=== 本文抜粋 ===
誰もがリフレッシュできる先進的なトイレ「nagomuma restroom」。TOTOが目指す新時代のオフィストイレとは?
東京ウォーカー(全国版)
目指すのは「トイレのコンセプトに合わせた場所づくり」
――今後、nagomuma restroomをほかのオフィスビルに設置される予定はありますか?
【丸山智美】そこはまだ全然です。現在はnagomuma restroomの反応を見ながら今後のプロジェクトを提案していこうと思っています。決してこのトイレが商品として成り立っているものでなく、どのようなビルにでも設置できるわけではないので、このトイレをそのままほかのオフィスビルに提案するということは現段階では考えていません。
【丸山智美】ですが、今後はプランニングとしてnagomuma restroomのようなコンセプトを持つトイレが増えてくるんじゃないかなと予想しています。最近ではロビー階やラウンジ階といったさまざまなフロアがつくられることが多くなっているので、そこで過ごすワーカーのためのトイレをつくろうみたいな動きにはなっていくかもしれないですね。オフィスビルそれぞれに応じたトイレがつくられていく可能性は大いにあると思います。

【宮野直樹】今回のようにユーザーの声や要望が増えていくと、現在ではほかの空間と切り分けられているトイレがシームレスに融和し合っていくかもしれません。その延長線上として新しいコンセプトのトイレが生み出されたり、新しいトイレの形が出来上がったりしていくかもしれませんよね。また、近い将来には今回のトイレの起点になったオールジェンダートイレのニーズも出てくると思います。
――将来的にはどのようなトイレをつくってみたいですか?

=== 指示 ===
• A. オフィストイレの記事を、「目指すのは「トイレのコンセプトに合わせた場所づくり」」を含む箇所から始めて「ニーズも出てくると思います。」で終わるところまで書き直してください。その際、「ワーカー」を「働く人」に置き換えてください。
• B. オフィストイレの記事を、最後の文の後から書き継いでください。

=== 表示エントリー ===
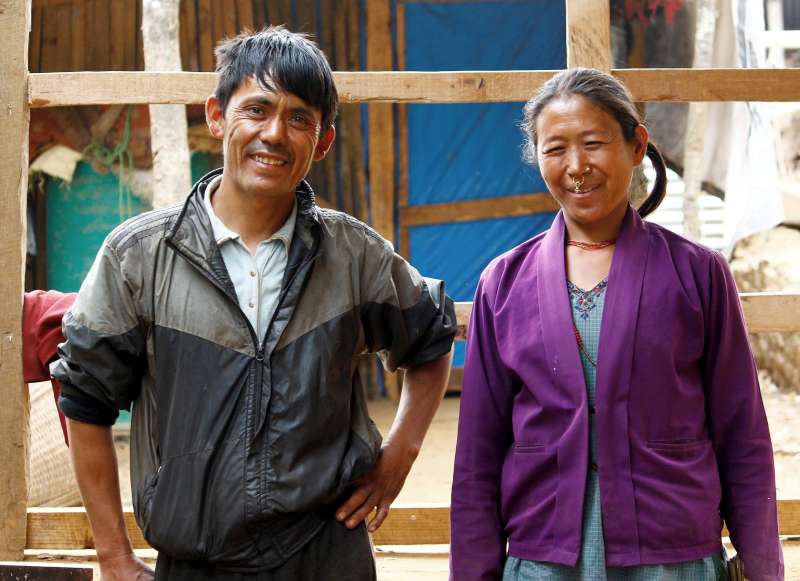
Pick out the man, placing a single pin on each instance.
(233, 324)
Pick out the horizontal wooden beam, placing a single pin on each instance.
(763, 312)
(105, 88)
(771, 312)
(17, 571)
(465, 211)
(68, 529)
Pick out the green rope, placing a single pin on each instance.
(121, 156)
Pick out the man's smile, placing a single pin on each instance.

=== 最終回答 ===
• A.
目指すのは「トイレのコンセプトに合わせた場所づくり」
――今後、nagomuma restroomをほかのオフィスビルに設置される予定はありますか?
【丸山智美】そこはまだ全然です。現在はnagomuma restroomの反応を見ながら今後のプロジェクトを提案していこうと思っています。決してこのトイレが商品として成り立っているものでなく、どのようなビルにでも設置できるわけではないので、このトイレをそのままほかのオフィスビルに提案するということは現段階では考えていません。
【丸山智美】ですが、今後はプランニングとしてnagomuma restroomのようなコンセプトを持つトイレが増えてくるんじゃないかなと予想しています。最近ではロビー階やラウンジ階といったさまざまなフロアがつくられることが多くなっているので、そこで過ごす働く人のためのトイレをつくろうみたいな動きにはなっていくかもしれないですね。オフィスビルそれぞれに応じたトイレがつくられていく可能性は大いにあると思います。

【宮野直樹】今回のようにユーザーの声や要望が増えていくと、現在ではほかの空間と切り分けられているトイレがシームレスに融和し合っていくかもしれません。その延長線上として新しいコンセプトのトイレが生み出されたり、新しいトイレの形が出来上がったりしていくかもしれませんよね。また、近い将来には今回のトイレの起点になったオールジェンダートイレのニーズも出てくると思います。

• B.
【宮野直樹】トイレとほかの空間が今以上にフラットな感じで関係性が持てるような空間ができればいいなと考えています。また、逆にトイレに合わせてほかの空間をつくるといった発想がいろいろ出てくるとおもしろいなと思っています。完全に今までと逆転の発想でトイレがつくれるといいですね。
【宮野直樹】これまでオフィスビルを建てる際に、オフィスやカフェスペース、フリースペース、そしてトイレといったゾーニングがあらかた決まってから設計に入っていました。ですが、トイレに合わせて場所をつくるというか、トイレのコンセプトを中心に建物づくりをできるような文化が広まっていくと、人々のトイレに対する考え方が変わってきたりするのかなと思いますね。

――トイレを中心とした場所づくり…すごくおもしろい空間ができそうですね。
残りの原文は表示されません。